**What to work on**
Can you reproduce every line of the material below with no changes at all?

**Exercise input**

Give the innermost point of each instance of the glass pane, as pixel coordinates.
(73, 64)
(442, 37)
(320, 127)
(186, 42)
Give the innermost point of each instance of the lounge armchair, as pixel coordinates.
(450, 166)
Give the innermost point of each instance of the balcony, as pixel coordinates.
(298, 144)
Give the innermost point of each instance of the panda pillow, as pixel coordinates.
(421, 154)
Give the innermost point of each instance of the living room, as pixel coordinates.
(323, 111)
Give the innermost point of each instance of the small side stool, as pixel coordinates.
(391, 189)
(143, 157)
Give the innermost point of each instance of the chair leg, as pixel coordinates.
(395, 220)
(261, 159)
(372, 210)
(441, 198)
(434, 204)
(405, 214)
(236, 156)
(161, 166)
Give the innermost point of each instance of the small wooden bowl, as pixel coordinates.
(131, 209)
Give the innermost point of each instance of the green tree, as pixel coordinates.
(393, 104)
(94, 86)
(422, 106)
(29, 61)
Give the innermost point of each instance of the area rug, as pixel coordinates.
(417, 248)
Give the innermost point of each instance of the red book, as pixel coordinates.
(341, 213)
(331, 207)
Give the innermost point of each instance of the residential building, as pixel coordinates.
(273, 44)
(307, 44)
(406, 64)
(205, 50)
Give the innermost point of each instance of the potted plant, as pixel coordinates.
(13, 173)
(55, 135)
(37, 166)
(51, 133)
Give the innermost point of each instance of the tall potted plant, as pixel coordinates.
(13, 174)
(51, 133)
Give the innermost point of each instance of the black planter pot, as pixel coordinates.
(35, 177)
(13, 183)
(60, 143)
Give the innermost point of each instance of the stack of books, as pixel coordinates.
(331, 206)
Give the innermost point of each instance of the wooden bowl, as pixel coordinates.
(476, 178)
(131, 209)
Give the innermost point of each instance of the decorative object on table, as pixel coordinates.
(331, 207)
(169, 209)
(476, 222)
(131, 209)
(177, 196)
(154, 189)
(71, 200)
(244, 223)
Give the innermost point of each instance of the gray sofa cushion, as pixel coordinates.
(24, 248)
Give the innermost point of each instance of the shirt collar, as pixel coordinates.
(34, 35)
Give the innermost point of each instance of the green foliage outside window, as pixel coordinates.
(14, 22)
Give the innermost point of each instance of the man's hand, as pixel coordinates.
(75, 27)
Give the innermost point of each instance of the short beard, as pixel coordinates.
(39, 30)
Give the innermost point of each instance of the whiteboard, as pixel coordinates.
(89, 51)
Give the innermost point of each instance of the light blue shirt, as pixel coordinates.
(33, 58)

**Task solution**
Give the innermost point of each instance of the glass pane, as pixel coordinates.
(73, 64)
(442, 37)
(320, 127)
(186, 42)
Give the innermost point of each instance of the lounge armchair, as pixel coordinates.
(450, 166)
Give the innermost point of each instance of the balcony, as pixel coordinates.
(298, 144)
Give the innermost point of each instance of the panda pillow, as pixel coordinates.
(421, 154)
Give the innermost point of each instance of the living room, as pixel coordinates.
(323, 111)
Give the innermost point of each instance of the small side stool, as pixel coordinates.
(391, 189)
(143, 157)
Give the innermost point of each instance of the chair leg, as pixel coordinates.
(395, 220)
(261, 159)
(372, 210)
(441, 198)
(434, 204)
(405, 214)
(236, 156)
(161, 166)
Give the innermost point of each instance of the small wooden bowl, as pixel coordinates.
(131, 209)
Give the innermost point of each instance of the green tree, as pixel coordinates.
(393, 104)
(94, 86)
(422, 106)
(29, 61)
Give the innermost point of each instance of the area rug, as pixel coordinates.
(417, 248)
Give the innermost point of each instance of the red book, as pixel coordinates.
(341, 213)
(331, 207)
Give the innermost point of each instance of the residential building, as pixel coordinates.
(273, 44)
(307, 44)
(406, 64)
(205, 50)
Give the innermost point of each instance of the potted plant, as pixel coordinates.
(13, 173)
(55, 135)
(37, 166)
(51, 133)
Give the innermost point of each instance of the tall potted plant, as pixel coordinates.
(13, 174)
(51, 133)
Give the innermost point of each instance of the black planter pot, as pixel coordinates.
(35, 177)
(13, 183)
(60, 143)
Give the innermost point of each instance of the stack of books, as pixel coordinates.
(331, 206)
Give the innermost point of each instance of the wooden bowl, as pixel coordinates.
(476, 178)
(131, 209)
Give the innermost point of each instance of the decorative object on table, as pixel coordinates.
(331, 207)
(169, 209)
(476, 222)
(131, 209)
(177, 196)
(154, 189)
(71, 200)
(244, 223)
Give the innermost point of each instance of the gray sofa cushion, as pixel coordinates.
(24, 248)
Give the innermost point of each instance of the shirt collar, as pixel coordinates.
(34, 35)
Give the innermost point of each instance of the green foliage outside window, as pixel coordinates.
(14, 22)
Give the innermost point of each instance of the man's hand, as pixel coordinates.
(75, 27)
Give the innermost point of each instance of the short beard, as pixel coordinates.
(39, 30)
Give the innermost point of each instance of the whiteboard, as pixel coordinates.
(89, 51)
Give the innermost point of each instance of the light blue shirt, as pixel coordinates.
(33, 58)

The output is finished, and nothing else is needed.